• [Directions for this task] Pick out every line in the entries below that contains the string "balcony", and copy each of those lines. The match is case-sensitive.

• [Extracted material]
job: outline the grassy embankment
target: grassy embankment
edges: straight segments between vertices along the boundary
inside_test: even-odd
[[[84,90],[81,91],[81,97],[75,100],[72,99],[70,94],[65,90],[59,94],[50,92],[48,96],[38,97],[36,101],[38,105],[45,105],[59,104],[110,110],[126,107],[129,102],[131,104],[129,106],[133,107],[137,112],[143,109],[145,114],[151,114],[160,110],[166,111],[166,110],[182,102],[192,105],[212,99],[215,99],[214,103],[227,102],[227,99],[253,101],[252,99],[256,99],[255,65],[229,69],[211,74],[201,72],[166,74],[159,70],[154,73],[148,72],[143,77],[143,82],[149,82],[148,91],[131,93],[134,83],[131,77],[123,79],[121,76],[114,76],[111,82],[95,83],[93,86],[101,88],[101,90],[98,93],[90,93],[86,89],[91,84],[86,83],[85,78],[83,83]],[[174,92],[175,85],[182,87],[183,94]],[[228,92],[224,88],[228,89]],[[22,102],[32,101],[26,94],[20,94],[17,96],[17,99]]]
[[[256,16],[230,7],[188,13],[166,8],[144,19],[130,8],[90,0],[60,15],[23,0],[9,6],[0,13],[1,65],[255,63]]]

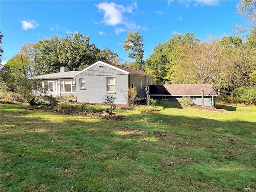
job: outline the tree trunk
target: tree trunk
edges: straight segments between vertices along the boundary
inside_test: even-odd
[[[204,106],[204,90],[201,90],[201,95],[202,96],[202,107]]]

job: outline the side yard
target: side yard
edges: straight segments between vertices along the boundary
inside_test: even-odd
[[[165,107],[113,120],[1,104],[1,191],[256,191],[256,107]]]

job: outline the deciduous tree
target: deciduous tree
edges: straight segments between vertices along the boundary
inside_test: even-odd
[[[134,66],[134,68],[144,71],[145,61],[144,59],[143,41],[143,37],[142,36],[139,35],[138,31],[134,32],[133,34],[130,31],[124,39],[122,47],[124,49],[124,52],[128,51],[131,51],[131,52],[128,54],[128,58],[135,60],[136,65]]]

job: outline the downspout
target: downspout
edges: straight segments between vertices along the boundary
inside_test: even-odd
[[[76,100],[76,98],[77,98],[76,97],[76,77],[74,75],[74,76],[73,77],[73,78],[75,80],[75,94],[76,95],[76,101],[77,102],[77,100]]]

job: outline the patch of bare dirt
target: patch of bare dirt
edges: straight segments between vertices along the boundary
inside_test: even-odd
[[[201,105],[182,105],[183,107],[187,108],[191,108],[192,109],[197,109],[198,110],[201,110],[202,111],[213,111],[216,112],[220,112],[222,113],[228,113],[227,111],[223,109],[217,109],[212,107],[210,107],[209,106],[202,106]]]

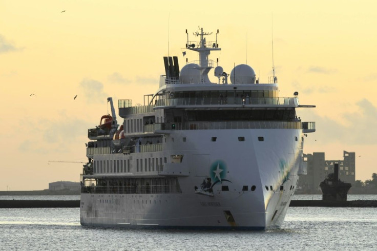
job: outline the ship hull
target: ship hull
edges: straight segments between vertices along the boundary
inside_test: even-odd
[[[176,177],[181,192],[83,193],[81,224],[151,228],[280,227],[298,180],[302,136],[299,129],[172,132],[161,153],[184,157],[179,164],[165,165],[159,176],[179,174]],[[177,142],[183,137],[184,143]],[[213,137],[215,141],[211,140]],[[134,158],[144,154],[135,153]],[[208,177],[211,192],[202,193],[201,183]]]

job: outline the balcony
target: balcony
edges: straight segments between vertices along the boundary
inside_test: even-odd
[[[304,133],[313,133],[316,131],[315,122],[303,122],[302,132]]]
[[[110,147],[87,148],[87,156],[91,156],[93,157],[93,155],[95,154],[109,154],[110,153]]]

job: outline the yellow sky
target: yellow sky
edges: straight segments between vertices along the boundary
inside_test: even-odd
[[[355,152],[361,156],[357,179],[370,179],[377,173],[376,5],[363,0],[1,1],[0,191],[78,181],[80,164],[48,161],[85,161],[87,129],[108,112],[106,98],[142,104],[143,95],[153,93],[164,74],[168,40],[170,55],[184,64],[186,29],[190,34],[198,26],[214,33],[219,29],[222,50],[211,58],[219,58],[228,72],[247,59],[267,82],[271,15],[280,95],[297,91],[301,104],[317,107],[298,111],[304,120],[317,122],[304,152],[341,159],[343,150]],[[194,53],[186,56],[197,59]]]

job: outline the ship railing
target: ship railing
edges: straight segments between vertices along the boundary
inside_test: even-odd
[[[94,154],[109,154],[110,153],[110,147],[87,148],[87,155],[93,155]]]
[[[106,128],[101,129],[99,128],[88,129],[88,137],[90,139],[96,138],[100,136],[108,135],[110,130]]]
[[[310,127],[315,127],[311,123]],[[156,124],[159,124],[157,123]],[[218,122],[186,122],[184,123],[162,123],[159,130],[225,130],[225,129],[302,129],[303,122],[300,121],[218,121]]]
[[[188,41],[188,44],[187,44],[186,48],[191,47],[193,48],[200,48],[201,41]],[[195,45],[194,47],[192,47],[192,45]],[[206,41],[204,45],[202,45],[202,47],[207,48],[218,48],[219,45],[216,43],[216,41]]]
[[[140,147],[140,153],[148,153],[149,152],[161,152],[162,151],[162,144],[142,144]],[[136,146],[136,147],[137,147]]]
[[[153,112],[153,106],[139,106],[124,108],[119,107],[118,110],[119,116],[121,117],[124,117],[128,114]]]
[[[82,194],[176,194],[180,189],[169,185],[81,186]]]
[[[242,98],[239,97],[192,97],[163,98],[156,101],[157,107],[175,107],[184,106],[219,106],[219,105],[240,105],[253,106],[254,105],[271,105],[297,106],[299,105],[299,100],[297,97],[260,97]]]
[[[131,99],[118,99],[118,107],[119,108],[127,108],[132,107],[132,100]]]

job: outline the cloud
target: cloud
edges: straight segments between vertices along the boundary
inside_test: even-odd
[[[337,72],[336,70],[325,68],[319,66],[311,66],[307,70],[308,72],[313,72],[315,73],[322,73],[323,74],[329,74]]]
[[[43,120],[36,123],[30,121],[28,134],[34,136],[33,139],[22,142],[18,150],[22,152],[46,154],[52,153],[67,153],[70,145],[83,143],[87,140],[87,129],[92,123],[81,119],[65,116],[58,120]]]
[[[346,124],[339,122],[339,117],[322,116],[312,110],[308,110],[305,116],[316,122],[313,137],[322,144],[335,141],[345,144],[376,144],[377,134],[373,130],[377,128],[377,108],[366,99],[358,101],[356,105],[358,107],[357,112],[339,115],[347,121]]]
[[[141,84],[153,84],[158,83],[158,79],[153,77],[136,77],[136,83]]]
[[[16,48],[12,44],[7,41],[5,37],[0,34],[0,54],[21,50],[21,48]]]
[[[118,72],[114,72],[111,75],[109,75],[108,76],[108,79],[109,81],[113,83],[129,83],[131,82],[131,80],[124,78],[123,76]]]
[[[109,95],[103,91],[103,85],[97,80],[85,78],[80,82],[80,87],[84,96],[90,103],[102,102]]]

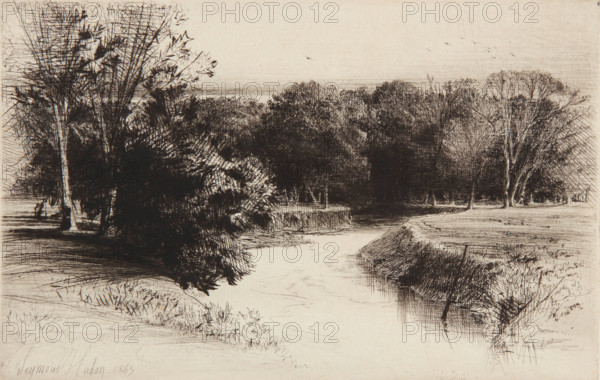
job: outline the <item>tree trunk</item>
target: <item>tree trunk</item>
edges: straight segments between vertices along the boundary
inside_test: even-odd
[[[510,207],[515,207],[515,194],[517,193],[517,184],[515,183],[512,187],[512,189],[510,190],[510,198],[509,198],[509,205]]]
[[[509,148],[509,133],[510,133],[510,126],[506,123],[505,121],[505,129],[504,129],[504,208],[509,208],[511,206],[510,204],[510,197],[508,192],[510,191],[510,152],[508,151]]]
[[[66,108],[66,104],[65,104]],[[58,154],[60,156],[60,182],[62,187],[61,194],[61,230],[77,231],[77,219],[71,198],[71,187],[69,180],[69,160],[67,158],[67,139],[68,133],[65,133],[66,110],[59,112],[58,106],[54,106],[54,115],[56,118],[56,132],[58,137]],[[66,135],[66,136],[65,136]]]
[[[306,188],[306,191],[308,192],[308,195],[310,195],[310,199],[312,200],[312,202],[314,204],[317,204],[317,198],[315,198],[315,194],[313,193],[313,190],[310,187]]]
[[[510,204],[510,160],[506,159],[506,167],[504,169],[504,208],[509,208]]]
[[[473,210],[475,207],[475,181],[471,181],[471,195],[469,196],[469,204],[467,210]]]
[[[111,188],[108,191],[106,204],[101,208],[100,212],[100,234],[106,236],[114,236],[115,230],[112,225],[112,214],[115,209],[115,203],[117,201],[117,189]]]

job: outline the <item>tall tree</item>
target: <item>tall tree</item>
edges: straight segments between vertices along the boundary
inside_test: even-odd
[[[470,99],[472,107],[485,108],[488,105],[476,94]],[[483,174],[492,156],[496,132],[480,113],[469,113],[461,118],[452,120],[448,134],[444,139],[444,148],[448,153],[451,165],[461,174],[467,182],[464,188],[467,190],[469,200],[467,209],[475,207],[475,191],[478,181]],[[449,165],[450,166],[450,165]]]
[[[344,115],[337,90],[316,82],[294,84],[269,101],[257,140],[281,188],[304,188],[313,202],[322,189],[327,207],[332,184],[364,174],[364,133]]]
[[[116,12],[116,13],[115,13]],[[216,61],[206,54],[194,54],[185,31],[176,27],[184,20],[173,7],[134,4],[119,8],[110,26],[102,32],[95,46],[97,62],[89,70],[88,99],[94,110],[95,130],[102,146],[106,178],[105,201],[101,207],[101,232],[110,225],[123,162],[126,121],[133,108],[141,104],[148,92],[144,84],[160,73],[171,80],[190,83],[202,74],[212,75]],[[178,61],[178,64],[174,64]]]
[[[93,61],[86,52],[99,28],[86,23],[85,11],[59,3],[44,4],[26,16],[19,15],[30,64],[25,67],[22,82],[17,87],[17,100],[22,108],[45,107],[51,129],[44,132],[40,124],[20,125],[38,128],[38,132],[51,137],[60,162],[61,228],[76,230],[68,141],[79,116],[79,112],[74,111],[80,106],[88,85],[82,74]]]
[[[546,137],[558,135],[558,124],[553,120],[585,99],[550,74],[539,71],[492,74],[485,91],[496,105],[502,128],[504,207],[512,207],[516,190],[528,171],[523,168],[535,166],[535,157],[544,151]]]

• [Answer to this task]
job: outline the balcony
target: balcony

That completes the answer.